PAGE EXTRACT:
Start of Block
Rape bill flap: Weed says Goode 'reckless'
Debbie Smith's rapist wasn't caught until six years after he brutally attacked her. The convicted felon's DNA matched that from Smith's rape kit, and he's now serving two life terms plus 25 years.
Smith, a Williamsburg resident, has become such an advocate for rape victims that HR 3214– a bill to provide funding for the more than 169,000 rape kits across the country that have never been processed– is called the Debbie Smith Act.
It has also become one of the first major issues in the upcoming race between Republican incumbent Congressman Virgil Goode and his Democratic rival, Al Weed.
The bill passed the House of Representatives 357-67 last November, but is now stalled in the Senate. Goode– along with just one other Virginia Congressman, Edward Schrock– voted against the bill, which Weed calls a "reckless" move.
"I have a wife. I have a daughter," says Weed, a Nelson County farmer. "This is a serious, serious issue. The numbers of violent crimes against women just scare me."
On April 9, Weed joined Charlottesville's Take Back the Night march and told the audience, "Virgil Goode's 'No' vote reverberates with a resounding message to women and children; he won't be there for you if you're raped. But I will be."
Goode won't support rape victims? Not everyone buys that– including Debbie Smith.
"I know he does, because he co-sponsored the bill the first time," says Smith. "It's kind of unfair not to show he voted on it the first time."
The new Debbie Smith Act includes the Innocence Protection Act, which gives prisoners access to DNA testing, and that's where Goode objects.
"The bill we voted on wasn't the Debbie Smith Act," says Goode. "It focused as much on criminals as it did on the victim. Even the National District Attorney's Association didn't support it."
Goode's concern was that some of the $1 billion funding to be spread over five years would go to groups that oppose the death penalty. "I support the death penalty," he says.
End of Block
SUPPLIED ENTRIES:
Start of Block
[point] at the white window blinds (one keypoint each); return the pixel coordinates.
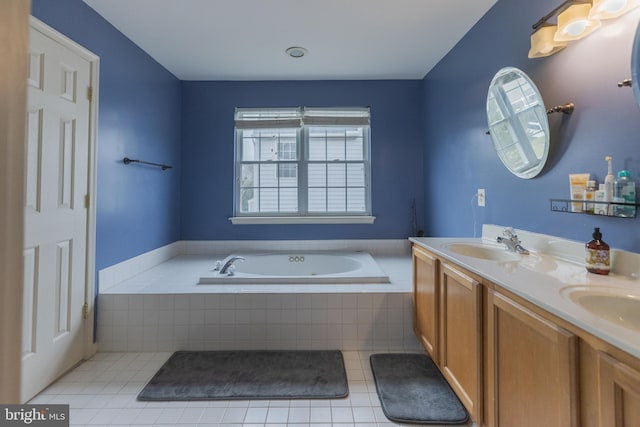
(302, 162)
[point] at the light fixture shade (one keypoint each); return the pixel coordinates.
(574, 23)
(607, 9)
(543, 44)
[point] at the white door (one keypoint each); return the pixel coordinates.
(55, 253)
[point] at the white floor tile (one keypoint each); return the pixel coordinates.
(103, 391)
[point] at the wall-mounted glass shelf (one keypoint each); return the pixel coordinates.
(629, 210)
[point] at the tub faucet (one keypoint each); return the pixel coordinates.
(225, 268)
(512, 242)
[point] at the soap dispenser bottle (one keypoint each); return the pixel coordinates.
(597, 254)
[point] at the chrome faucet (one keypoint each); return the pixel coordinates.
(512, 242)
(225, 268)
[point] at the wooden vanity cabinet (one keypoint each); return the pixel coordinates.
(532, 368)
(425, 300)
(448, 322)
(619, 393)
(461, 336)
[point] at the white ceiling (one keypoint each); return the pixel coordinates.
(246, 39)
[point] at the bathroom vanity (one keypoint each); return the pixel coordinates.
(530, 340)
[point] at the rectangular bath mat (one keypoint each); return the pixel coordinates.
(252, 374)
(412, 390)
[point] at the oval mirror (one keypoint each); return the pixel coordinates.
(635, 65)
(518, 122)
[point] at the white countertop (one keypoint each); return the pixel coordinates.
(544, 280)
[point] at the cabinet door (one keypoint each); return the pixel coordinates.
(425, 300)
(461, 337)
(619, 393)
(532, 368)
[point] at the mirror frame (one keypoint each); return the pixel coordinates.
(515, 128)
(635, 65)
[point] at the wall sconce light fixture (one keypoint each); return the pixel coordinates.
(575, 19)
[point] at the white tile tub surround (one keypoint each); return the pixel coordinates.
(169, 322)
(164, 309)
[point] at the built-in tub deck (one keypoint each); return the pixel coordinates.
(158, 305)
(182, 274)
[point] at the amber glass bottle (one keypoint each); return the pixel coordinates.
(597, 254)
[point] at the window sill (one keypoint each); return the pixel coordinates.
(236, 220)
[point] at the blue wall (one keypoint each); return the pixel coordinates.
(428, 137)
(459, 156)
(207, 154)
(139, 117)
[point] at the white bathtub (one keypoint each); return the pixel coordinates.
(300, 267)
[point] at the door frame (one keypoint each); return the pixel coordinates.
(89, 346)
(14, 28)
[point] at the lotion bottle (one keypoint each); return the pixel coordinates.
(597, 254)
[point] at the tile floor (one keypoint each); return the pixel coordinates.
(102, 391)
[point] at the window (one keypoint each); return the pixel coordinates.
(301, 163)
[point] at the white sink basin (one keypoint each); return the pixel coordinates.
(482, 251)
(617, 305)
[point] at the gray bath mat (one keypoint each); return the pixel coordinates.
(224, 375)
(412, 390)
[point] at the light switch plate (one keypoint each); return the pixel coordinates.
(481, 200)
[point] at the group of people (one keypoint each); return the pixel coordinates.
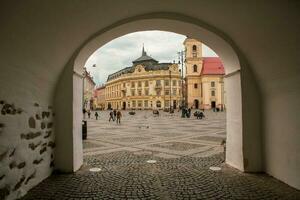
(115, 115)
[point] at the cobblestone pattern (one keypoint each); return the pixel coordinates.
(184, 150)
(125, 175)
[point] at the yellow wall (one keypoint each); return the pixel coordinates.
(132, 89)
(199, 87)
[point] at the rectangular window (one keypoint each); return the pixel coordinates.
(212, 93)
(158, 92)
(146, 92)
(146, 103)
(140, 104)
(174, 83)
(174, 92)
(167, 83)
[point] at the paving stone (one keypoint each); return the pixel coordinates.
(125, 174)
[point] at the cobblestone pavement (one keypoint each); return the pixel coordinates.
(181, 170)
(167, 136)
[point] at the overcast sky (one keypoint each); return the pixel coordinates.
(120, 52)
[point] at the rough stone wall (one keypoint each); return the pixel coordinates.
(26, 147)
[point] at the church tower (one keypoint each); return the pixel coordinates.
(193, 66)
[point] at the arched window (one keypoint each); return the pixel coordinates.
(194, 48)
(195, 68)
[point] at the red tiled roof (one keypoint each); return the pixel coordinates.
(212, 66)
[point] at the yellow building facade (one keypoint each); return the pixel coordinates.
(204, 78)
(147, 84)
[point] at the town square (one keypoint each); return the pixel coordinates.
(154, 100)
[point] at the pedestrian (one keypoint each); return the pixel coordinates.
(111, 116)
(115, 114)
(83, 111)
(119, 115)
(89, 114)
(200, 115)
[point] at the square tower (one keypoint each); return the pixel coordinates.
(193, 66)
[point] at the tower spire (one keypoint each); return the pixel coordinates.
(143, 51)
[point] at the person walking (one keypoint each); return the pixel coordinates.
(119, 115)
(89, 114)
(83, 111)
(111, 116)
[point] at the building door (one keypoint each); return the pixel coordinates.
(213, 104)
(196, 103)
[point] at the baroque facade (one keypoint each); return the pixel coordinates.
(147, 84)
(99, 97)
(88, 90)
(204, 78)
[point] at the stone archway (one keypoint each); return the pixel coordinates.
(243, 147)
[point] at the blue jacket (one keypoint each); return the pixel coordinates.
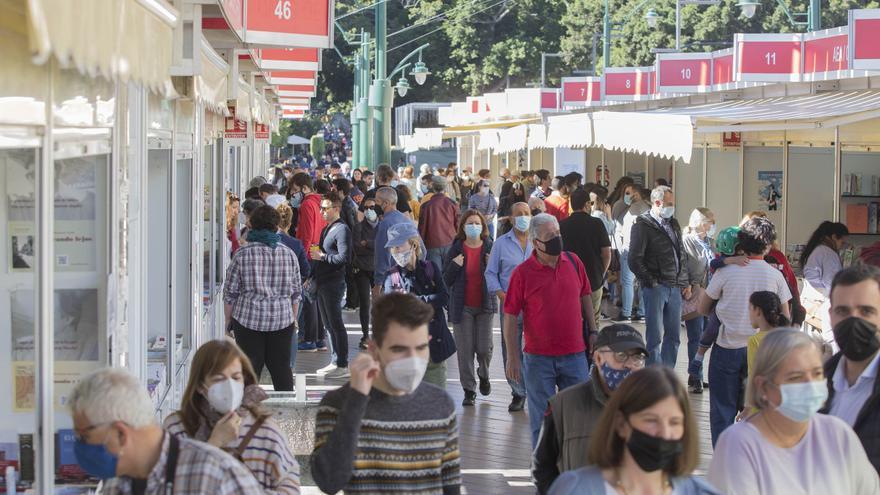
(456, 279)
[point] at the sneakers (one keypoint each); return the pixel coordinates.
(326, 369)
(517, 404)
(338, 373)
(306, 347)
(485, 387)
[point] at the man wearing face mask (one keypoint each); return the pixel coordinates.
(119, 441)
(658, 260)
(572, 414)
(387, 396)
(552, 292)
(853, 388)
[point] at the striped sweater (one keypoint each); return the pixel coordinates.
(267, 456)
(387, 444)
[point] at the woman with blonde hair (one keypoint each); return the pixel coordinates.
(221, 406)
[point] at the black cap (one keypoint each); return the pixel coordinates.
(621, 338)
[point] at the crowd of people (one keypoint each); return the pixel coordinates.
(429, 259)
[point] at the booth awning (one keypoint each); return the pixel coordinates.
(117, 39)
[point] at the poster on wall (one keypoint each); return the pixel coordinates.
(769, 189)
(75, 213)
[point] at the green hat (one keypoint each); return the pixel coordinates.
(727, 241)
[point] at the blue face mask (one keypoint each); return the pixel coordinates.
(95, 460)
(800, 401)
(613, 377)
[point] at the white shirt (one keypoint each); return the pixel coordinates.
(848, 401)
(829, 459)
(732, 286)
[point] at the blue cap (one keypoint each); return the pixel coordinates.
(401, 232)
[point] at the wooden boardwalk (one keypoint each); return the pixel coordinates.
(495, 444)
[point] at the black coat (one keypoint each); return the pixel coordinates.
(652, 254)
(867, 425)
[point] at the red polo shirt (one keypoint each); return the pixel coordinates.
(550, 301)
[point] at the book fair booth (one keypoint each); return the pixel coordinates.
(120, 138)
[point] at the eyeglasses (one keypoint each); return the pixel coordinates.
(622, 357)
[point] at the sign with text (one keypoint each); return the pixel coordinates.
(825, 53)
(768, 57)
(581, 91)
(864, 43)
(684, 72)
(627, 83)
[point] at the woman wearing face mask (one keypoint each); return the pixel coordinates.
(484, 202)
(645, 442)
(786, 447)
(221, 406)
(698, 241)
(413, 274)
(363, 264)
(471, 305)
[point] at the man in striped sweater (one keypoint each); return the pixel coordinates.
(387, 431)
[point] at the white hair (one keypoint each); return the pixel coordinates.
(113, 394)
(539, 222)
(659, 192)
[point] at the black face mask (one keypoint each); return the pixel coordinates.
(553, 247)
(857, 338)
(652, 453)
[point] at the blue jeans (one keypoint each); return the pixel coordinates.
(662, 312)
(438, 256)
(728, 369)
(518, 389)
(627, 285)
(543, 375)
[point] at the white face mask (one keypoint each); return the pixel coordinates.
(406, 374)
(402, 259)
(226, 396)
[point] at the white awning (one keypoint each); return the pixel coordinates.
(117, 39)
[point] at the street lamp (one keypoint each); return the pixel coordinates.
(748, 7)
(651, 18)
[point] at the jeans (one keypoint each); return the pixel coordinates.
(269, 349)
(728, 369)
(473, 339)
(543, 376)
(517, 387)
(627, 285)
(438, 256)
(330, 294)
(662, 315)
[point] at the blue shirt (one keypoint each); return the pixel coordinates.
(384, 261)
(506, 255)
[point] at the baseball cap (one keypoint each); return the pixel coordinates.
(621, 338)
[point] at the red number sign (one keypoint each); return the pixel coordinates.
(825, 52)
(768, 57)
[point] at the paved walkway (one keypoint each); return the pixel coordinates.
(495, 444)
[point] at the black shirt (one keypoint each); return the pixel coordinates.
(585, 236)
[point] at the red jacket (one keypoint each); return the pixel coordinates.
(311, 223)
(438, 221)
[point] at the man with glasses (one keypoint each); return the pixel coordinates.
(573, 413)
(119, 441)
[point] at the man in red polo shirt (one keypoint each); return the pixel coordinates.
(552, 291)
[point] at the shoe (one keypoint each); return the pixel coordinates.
(338, 374)
(326, 369)
(485, 387)
(517, 404)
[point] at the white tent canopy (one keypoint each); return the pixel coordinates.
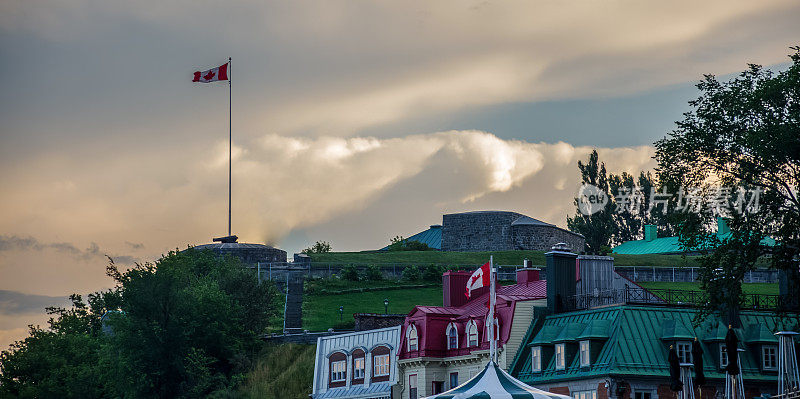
(494, 383)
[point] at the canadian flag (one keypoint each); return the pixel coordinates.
(479, 279)
(212, 75)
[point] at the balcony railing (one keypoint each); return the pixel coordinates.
(664, 297)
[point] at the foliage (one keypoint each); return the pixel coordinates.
(350, 273)
(411, 273)
(320, 247)
(399, 243)
(597, 228)
(373, 273)
(182, 327)
(743, 134)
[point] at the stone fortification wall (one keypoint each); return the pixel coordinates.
(477, 231)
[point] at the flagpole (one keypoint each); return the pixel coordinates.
(492, 340)
(230, 141)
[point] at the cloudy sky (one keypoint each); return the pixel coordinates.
(353, 121)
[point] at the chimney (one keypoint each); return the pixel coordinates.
(650, 232)
(527, 275)
(454, 288)
(561, 276)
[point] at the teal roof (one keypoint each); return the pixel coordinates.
(635, 345)
(432, 237)
(665, 245)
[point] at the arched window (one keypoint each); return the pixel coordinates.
(496, 329)
(452, 336)
(472, 334)
(413, 338)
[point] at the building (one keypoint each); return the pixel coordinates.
(495, 231)
(610, 342)
(653, 244)
(443, 346)
(357, 365)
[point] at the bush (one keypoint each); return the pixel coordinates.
(373, 273)
(411, 273)
(350, 273)
(432, 273)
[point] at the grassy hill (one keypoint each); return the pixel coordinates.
(477, 258)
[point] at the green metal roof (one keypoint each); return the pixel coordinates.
(635, 345)
(673, 330)
(596, 329)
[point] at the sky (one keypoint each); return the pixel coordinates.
(352, 121)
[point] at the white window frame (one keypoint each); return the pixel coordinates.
(381, 365)
(472, 331)
(773, 355)
(536, 359)
(561, 356)
(339, 371)
(684, 350)
(451, 327)
(413, 338)
(723, 356)
(584, 353)
(359, 369)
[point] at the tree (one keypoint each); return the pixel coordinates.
(741, 136)
(597, 228)
(320, 247)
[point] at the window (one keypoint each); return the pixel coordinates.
(585, 361)
(381, 365)
(560, 357)
(472, 334)
(358, 368)
(723, 356)
(769, 355)
(452, 336)
(413, 342)
(585, 394)
(536, 359)
(684, 351)
(453, 380)
(339, 370)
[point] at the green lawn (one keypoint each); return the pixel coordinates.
(476, 258)
(751, 288)
(321, 312)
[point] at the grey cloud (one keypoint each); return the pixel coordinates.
(13, 302)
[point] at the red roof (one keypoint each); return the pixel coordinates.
(431, 322)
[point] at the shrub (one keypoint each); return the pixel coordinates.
(373, 273)
(350, 273)
(411, 273)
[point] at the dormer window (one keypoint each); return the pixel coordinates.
(413, 339)
(536, 359)
(560, 357)
(684, 350)
(472, 334)
(769, 357)
(584, 349)
(452, 336)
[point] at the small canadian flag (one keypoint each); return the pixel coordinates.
(479, 279)
(212, 75)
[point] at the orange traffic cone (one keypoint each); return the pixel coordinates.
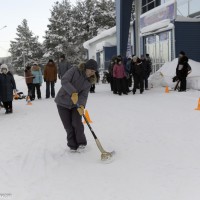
(28, 101)
(87, 117)
(198, 106)
(166, 89)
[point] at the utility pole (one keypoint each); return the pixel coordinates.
(137, 25)
(3, 27)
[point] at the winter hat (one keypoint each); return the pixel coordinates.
(135, 58)
(182, 53)
(91, 64)
(119, 59)
(62, 56)
(50, 60)
(4, 66)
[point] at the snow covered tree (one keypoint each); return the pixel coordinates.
(59, 33)
(70, 27)
(25, 48)
(105, 15)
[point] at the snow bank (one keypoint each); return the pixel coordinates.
(163, 77)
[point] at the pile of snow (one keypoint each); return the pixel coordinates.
(163, 77)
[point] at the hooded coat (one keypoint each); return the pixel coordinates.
(74, 81)
(36, 72)
(50, 73)
(7, 85)
(182, 67)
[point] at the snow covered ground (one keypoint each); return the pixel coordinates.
(156, 137)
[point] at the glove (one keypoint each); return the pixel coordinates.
(74, 98)
(81, 110)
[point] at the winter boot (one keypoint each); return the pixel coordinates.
(81, 148)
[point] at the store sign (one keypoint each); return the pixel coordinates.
(160, 13)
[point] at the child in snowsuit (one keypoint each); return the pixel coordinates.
(71, 101)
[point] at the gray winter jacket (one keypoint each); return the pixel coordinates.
(62, 68)
(74, 80)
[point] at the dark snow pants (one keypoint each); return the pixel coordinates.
(138, 80)
(121, 86)
(30, 89)
(7, 105)
(183, 83)
(48, 83)
(73, 125)
(92, 89)
(37, 87)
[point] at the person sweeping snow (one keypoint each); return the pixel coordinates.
(71, 101)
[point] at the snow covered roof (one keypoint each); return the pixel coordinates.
(163, 77)
(103, 34)
(180, 18)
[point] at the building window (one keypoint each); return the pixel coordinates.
(149, 4)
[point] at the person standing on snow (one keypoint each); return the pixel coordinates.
(71, 101)
(7, 87)
(29, 80)
(92, 89)
(50, 77)
(37, 81)
(63, 66)
(138, 74)
(147, 70)
(120, 75)
(182, 72)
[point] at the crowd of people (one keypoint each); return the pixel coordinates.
(123, 72)
(124, 76)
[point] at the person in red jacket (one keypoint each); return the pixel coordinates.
(119, 74)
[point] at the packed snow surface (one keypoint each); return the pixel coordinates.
(155, 135)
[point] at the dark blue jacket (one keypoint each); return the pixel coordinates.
(7, 85)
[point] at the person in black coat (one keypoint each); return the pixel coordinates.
(7, 86)
(92, 89)
(182, 72)
(138, 74)
(147, 70)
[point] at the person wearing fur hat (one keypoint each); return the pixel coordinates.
(63, 66)
(119, 74)
(7, 87)
(50, 77)
(71, 101)
(37, 81)
(138, 74)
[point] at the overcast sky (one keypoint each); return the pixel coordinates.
(12, 12)
(37, 12)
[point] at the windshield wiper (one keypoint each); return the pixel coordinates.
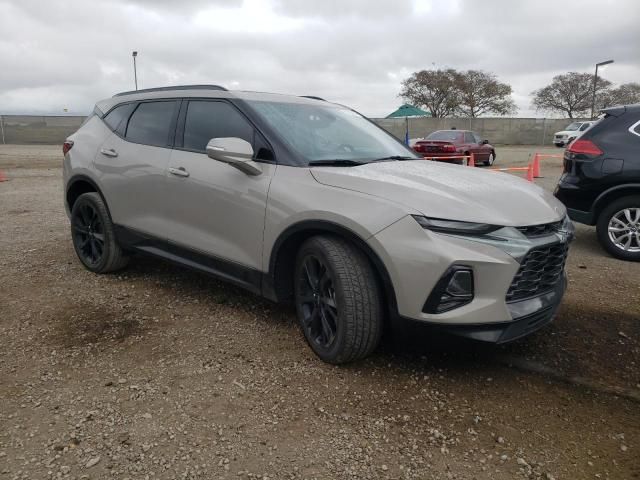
(395, 157)
(339, 162)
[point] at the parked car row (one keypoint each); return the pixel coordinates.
(450, 145)
(600, 184)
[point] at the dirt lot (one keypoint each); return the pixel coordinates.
(159, 372)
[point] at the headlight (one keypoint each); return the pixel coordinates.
(454, 226)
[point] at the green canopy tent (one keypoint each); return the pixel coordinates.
(407, 111)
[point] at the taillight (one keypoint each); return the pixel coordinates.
(585, 147)
(66, 146)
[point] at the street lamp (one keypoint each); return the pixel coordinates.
(595, 83)
(135, 72)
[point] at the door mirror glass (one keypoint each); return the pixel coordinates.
(234, 151)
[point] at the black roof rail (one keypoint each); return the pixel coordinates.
(313, 97)
(168, 89)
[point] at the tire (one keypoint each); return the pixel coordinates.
(338, 300)
(491, 160)
(627, 228)
(93, 235)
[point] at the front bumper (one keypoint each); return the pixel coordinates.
(416, 259)
(543, 310)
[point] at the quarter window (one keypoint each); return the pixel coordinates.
(151, 123)
(207, 120)
(115, 117)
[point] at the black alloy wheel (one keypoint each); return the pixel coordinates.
(88, 234)
(317, 302)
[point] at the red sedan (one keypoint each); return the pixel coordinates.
(452, 143)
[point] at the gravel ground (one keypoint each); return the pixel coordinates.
(159, 372)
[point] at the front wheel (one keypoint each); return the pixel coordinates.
(338, 300)
(619, 228)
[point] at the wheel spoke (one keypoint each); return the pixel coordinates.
(627, 214)
(327, 331)
(311, 273)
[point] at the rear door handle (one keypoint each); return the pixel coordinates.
(180, 172)
(109, 152)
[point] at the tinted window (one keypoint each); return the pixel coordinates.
(151, 122)
(114, 117)
(207, 120)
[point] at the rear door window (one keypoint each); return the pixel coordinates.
(152, 123)
(209, 119)
(115, 117)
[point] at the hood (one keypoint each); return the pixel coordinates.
(451, 192)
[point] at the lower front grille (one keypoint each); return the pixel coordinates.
(540, 271)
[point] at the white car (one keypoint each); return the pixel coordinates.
(569, 134)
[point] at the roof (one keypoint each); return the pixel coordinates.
(201, 91)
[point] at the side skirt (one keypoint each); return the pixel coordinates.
(240, 275)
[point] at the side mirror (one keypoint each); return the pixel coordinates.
(234, 151)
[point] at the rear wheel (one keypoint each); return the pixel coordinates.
(338, 300)
(93, 236)
(619, 228)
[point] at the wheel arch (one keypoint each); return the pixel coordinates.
(285, 248)
(613, 194)
(76, 186)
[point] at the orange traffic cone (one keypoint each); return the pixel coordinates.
(472, 161)
(536, 166)
(530, 172)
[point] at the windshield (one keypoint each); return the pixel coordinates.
(325, 131)
(446, 135)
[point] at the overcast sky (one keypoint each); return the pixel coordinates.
(57, 54)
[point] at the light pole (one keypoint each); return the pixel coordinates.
(135, 72)
(595, 84)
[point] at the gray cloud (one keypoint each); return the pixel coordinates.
(68, 54)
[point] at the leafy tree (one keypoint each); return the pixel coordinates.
(625, 94)
(570, 94)
(433, 89)
(479, 93)
(448, 92)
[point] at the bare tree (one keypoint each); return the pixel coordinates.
(569, 94)
(434, 90)
(479, 93)
(625, 94)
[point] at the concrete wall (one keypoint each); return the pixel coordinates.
(509, 131)
(28, 129)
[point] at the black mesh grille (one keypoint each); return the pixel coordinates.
(539, 272)
(540, 230)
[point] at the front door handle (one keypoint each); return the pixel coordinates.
(109, 152)
(180, 172)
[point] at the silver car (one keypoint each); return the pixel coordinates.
(305, 201)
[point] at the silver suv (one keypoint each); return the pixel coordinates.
End of Block
PARTS OF THE EXERCISE:
**1.** Repeat everything in the rape bill article from "Rape bill flap: Weed" down to "rival, Al Weed.".
**2.** Answer these from the rape bill article:
(a) By what vote did the bill pass the House of Representatives?
(b) On what date did Weed join Charlottesville's Take Back the Night march?
(c) How much funding was to be spread over how many years?
The material isn't needed for anything here.

PROBLEM SOLUTIONS:
**1.**
Rape bill flap: Weed says Goode 'reckless'
Debbie Smith's rapist wasn't caught until six years after he brutally attacked her. The convicted felon's DNA matched that from Smith's rape kit, and he's now serving two life terms plus 25 years.
Smith, a Williamsburg resident, has become such an advocate for rape victims that HR 3214– a bill to provide funding for the more than 169,000 rape kits across the country that have never been processed– is called the Debbie Smith Act.
It has also become one of the first major issues in the upcoming race between Republican incumbent Congressman Virgil Goode and his Democratic rival, Al Weed.

**2.**
(a) 357-67
(b) April 9
(c) $1 billion over five years